TASK BRIEF —
Rewrite only the material from the line containing "Place one keypoint on each instance of the forest" through its end, keeping the requests, and increase every keypoint coordinate in the answers by 51.

RECORDS FOR THIS TASK —
——

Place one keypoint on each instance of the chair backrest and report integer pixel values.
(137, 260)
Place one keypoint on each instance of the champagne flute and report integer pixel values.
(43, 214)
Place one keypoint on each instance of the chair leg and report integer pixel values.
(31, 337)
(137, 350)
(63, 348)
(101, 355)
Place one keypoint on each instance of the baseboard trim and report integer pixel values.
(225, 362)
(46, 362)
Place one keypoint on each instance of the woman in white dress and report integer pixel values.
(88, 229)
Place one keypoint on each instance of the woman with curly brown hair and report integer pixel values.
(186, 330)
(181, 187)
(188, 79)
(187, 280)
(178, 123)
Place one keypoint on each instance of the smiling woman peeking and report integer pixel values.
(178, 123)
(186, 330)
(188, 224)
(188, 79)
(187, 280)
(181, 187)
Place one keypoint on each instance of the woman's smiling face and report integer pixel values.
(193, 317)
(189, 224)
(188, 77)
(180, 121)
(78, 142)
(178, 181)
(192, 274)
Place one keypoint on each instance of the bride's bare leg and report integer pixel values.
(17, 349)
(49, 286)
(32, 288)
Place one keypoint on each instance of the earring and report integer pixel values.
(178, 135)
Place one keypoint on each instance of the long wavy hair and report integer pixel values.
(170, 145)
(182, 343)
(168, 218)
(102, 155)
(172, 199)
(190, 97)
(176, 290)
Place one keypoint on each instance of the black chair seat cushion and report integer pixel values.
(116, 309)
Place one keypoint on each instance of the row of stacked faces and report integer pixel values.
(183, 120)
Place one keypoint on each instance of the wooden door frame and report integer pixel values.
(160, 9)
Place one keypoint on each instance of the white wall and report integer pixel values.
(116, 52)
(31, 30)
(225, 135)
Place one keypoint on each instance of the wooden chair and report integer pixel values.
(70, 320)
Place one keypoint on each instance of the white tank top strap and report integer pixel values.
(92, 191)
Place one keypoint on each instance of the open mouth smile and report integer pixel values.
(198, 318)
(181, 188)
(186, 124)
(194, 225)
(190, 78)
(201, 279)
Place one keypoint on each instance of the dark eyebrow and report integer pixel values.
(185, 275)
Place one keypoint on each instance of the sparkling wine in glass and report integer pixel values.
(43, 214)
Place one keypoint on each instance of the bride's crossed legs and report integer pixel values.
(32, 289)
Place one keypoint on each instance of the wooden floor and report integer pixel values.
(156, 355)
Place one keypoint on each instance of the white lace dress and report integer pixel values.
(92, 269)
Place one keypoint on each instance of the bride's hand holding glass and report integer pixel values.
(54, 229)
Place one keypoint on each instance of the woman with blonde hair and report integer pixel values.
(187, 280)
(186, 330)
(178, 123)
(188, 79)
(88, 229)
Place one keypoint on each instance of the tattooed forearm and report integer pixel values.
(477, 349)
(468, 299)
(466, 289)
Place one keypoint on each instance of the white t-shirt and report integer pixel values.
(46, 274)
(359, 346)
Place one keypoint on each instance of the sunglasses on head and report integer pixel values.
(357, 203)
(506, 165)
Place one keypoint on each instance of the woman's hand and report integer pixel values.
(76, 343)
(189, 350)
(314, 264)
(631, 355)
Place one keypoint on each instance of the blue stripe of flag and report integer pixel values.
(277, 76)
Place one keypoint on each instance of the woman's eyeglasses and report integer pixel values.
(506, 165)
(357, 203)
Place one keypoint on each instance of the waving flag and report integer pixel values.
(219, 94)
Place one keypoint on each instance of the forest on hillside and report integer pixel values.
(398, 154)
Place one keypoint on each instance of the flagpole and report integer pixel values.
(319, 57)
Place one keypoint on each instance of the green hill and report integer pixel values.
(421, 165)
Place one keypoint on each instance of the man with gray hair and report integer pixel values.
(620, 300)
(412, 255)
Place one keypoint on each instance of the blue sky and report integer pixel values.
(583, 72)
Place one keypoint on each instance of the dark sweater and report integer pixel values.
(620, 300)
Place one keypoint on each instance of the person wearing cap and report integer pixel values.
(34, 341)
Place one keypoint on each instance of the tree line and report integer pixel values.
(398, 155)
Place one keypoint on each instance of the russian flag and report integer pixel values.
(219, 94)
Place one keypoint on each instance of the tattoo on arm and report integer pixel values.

——

REPLY —
Place one keypoint on each instance of the forest on hillside and report integer pixel values.
(449, 205)
Place one keypoint on each instance of the flagpole and report integer pixel values.
(370, 108)
Place one keypoint on each instance of the green hill and report integer pixel values.
(472, 216)
Place one keypoint on each instance of the man with gray hair and report integer pixel values.
(671, 351)
(463, 306)
Place one keypoint on each instance of the blue sky and report integer pixel values.
(634, 123)
Place one keypoint on each instance of the dark sweater and report integer pixel values.
(671, 351)
Place one keypoint on each instance of the person wearing cap and report integer pixel values.
(85, 392)
Place one keypoint on each instance of the tree line and report integer pixel values.
(449, 206)
Place one keypoint on each instance of the russian flag and report integer pixel values.
(270, 145)
Place one keypoint on each instance of the tattoo on arm and report integer pixel values.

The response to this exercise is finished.